Sua tarefa
No trecho sobre medicina genômica abaixo, transforme em lista o parágrafo que começa com "Varfarina – o medicamento", conservando seus fatos principais.

***** Trecho do documento

Editora do UOL Ciência e Saúde

26/06/2010 05h00

Uma das grandes promessas mencionadas na época em que o genoma humano foi decifrado era o desenvolvimento da chamada medicina genômica, baseada no conhecimento do mapa de predisposições genéticas de cada indivíduo. Isso seria a base para terapias personalizadas, com menos efeitos colaterais, pois a genética é capaz de informar se um paciente vai reagir, ou não, a determinadas substâncias.

Em editorial publicado este mês no “New England Journal of Medicine”, Margarett Hamburg, da FDA (Food and Drug Administration) - agência reguladora de medicamentos nos EUA, em parceria com Francis Collins, cientista que coordenou o Projeto Genoma Humano, fazem um balanço sobre os avanços nessa área.

Eles afirmam que cerca de 10% das marcas de medicamentos com pedido de autorização na FDA contêm informações farmacogenômicas, um forte aumento em comparação com os anos 1990.

Mas eles ponderam que o progresso só será viso quando os benefícios desses produtos forem comprovados na prática médica. “Esperamos ter pesquisas clínicas mais eficientes baseadas em um conhecimento mais amplo das bases genéticas das doenças”, afirmam no editorial. “Também podemos antecipar que medicamentos que falharam em testes poderão ser reconhecidos como seguros e eficazes para subgrupos de pacientes com marcadores genéticos específicos”, adiantam.

Em um de seus livros mais recentes, “A Linguagem da Vida” (Ed. Gente), Collins faz um apanhado sobre testes genéticos capazes de prever a resposta do paciente a determinados remédios, muitas vezes evitando a ocorrência de efeitos colaterais graves:

Clopidogrel – substância que inibe a agregação de plaquetas, usado para evitar coágulos nas artérias. Pesquisas mostraram que pessoas com baixa atividade em uma enzima chamada CYP2C19 obtêm um benefício menor com o uso do remédio.

Varfarina – o medicamento é amplamente utilizado para evitar coágulos sanguíneos em pacientes com tromboses ou derrames. Mas a droga exige um ajuste rigoroso da dose - cerca de 29 mil pessoas são hospitalizadas por ano nos EUA pelo uso incorreto de varfarina. Variações em dois genes (CYP2C9 e VKORC1) podem ser responsáveis por cerca de 40% da variabilidades das doses terapêuticas, segundo Collins. O rótulo do remédio ainda não chega a recomendar testes genéticos para todos os usuários, mas há pesquisas em andamento para que a FDA tome essa iniciativa, nos próximos anos. O teste é feito no Brasil.

**********
***** Dados em análise

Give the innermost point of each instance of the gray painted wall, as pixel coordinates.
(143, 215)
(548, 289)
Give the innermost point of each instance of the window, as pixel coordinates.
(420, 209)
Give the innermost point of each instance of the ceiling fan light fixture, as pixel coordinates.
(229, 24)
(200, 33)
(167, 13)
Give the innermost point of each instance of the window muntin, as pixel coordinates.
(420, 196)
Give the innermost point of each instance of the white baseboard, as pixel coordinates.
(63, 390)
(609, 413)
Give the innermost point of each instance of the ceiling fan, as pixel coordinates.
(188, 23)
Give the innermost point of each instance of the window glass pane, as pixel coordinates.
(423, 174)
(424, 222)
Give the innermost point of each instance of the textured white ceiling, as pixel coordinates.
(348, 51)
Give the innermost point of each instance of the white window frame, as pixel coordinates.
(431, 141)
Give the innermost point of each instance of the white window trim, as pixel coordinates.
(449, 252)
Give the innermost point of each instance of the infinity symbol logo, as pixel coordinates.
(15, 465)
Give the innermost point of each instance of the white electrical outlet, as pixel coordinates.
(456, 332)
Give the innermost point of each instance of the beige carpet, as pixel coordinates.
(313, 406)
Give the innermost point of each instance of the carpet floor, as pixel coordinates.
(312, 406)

**********

Resposta
- A varfarina é amplamente usada para evitar coágulos sanguíneos em pacientes com tromboses ou derrames.
- A dose exige ajuste rigoroso. Cerca de 29 mil pessoas são hospitalizadas por ano nos EUA pelo uso incorreto do remédio.
- Segundo Collins, variações em dois genes (CYP2C9 e VKORC1) podem responder por cerca de 40% da variabilidade das doses terapêuticas.
- O rótulo ainda não recomenda testes genéticos para todos os usuários, mas há pesquisas em andamento para que a FDA tome essa iniciativa nos próximos anos.
- O teste é feito no Brasil.